■ INPUT FOR THIS TASK:
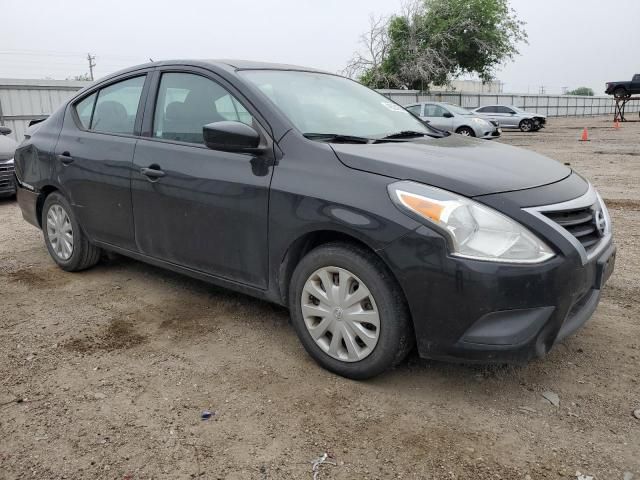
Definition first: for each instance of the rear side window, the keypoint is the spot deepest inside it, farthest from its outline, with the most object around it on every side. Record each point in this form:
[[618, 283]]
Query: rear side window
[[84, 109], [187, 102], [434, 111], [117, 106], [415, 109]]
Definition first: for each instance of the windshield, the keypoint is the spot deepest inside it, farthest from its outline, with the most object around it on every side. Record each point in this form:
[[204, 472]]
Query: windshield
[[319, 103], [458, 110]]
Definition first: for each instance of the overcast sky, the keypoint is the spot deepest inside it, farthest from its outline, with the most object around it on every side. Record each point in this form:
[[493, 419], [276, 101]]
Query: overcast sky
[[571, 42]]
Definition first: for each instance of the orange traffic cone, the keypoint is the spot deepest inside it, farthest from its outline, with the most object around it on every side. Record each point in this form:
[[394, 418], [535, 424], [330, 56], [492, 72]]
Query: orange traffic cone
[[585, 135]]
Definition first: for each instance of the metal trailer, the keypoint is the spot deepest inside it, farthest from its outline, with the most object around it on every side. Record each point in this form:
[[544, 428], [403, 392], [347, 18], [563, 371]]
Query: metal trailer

■ REQUIREMENT:
Show the lines of the material that contain the word "metal".

■ YOUR RESPONSE:
Definition first: for each instance of the metal trailer, the keypoint is the spot deepest inside it, farthest from its outline, with the most object around it on every side. Record each point in this form:
Query: metal trailer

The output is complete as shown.